::: Exercise text

Serving Clovis, Portales and the Surrounding Communities
A plan to reopen more of New Mexico’s economy is on hold for now as coronavirus cases surge throughout the state and region.
Eastern New Mexico and neighboring Texas counties are among those seeing the number of positive tests skyrocket.
In a public briefing Thursday, Gov. Michelle Lujan Grisham said she and state health officials are monitoring a “very concerning” climb in the transmission rate of the disease and waiting to see whether it’s a longer-term trend.
The state’s business restrictions — allowing restaurants and salons, for example, to operate at partial capacity — will remain in place for now. They are set to expire Wednesday, though the governor said she expects to decide before then whether to extend the order or make changes.
Curry County has seen a string of 15 consecutive days in which residents have tested positive for COVID-19. The county has recorded 132 cases in all, up from 68 on June 11. Officials said 51 cases are considered recovered and the county has not recorded any virus-related deaths as of Saturday morning.
Across the state line, Parmer County reported five deaths related to the virus, all last week. County Judge Trey Ellis said he believes all five fatalities were patients at Prairie Acres nursing home in Friona. Parmer County has recorded 184 positive cases — 50 more than Curry, which has almost five times Parmer’s population.
Bailey County also reported its first COVID-related death last week.
With COVID numbers rising and hospitalizations setting records for 14 straight days, Texas Gov. Greg Abbott on Friday capped restaurant occupancy at 50 percent and re-closed Texas bars. Abbott also shut down river-rafting trips and banned outdoor gatherings of over 100 people, unless local officials approve.
Prior to Friday, bars were up to 50 percent capacity and restaurants to 75 percent. Tubing had just gotten underway in Texas waterways, including the Frio, Blanco, Guadalupe, Pedernales, and Comal rivers.
On Thursday, however, Texas saw another record number of new cases — 5,996 — as well as hospitalizations — 4,739. The state’s ratio of positive cases to tests, a seven-day average, rose back up to 11.76 percent — the same rate as in mid-April. Abbott had said exceeding 10 percent would be cause for alarm.
In New Mexico, health officials are weighing an array of options, Lujan Grisham said, including whether to reimpose more stringent health orders or step up enforcement of a requirement to wear masks in public, except when eating, drinking or exercising 6 feet away from other people.

::::::

» **Requirement**
Decide whether each statement below agrees with the coronavirus report above. For each one, answer yes or no and quote the words from the report that decide it.
1. Curry County has recorded virus-related deaths.
2. Texas Gov. Greg Abbott re-closed Texas bars on Friday.
3. New Mexico's business restrictions are set to expire Wednesday.

::: Source data

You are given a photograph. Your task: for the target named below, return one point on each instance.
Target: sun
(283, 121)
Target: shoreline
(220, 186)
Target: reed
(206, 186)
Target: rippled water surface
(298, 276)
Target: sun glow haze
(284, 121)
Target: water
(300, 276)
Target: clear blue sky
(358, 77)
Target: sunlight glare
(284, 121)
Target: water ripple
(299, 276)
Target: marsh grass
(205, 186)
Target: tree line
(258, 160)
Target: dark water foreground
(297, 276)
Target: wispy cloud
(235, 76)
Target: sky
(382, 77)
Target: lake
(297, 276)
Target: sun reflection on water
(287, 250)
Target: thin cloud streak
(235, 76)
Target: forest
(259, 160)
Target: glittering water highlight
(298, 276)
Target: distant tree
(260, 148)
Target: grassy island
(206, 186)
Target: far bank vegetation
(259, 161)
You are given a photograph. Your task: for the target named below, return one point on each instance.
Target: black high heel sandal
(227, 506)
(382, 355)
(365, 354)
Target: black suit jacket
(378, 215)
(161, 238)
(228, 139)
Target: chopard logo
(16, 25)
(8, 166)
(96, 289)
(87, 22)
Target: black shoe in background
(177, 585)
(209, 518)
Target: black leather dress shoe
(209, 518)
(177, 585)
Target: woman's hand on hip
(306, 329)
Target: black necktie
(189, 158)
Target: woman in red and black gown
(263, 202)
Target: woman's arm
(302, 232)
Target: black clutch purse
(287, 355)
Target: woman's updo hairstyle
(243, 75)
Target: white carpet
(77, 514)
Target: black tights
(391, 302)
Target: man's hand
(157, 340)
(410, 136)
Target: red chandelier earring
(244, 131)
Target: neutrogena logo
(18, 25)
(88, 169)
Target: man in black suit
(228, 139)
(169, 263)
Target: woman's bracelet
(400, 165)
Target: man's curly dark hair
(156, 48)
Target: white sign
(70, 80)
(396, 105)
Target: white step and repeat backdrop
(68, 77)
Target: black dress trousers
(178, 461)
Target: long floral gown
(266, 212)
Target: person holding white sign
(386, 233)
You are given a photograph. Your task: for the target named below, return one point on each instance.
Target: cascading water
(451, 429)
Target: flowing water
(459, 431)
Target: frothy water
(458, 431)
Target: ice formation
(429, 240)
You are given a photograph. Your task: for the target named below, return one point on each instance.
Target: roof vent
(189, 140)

::::::

» **Response to the exercise**
1. No: "the county has not recorded any virus-related deaths as of Saturday morning."
2. Yes: "Texas Gov. Greg Abbott on Friday capped restaurant occupancy at 50 percent and re-closed Texas bars."
3. Yes: "They are set to expire Wednesday"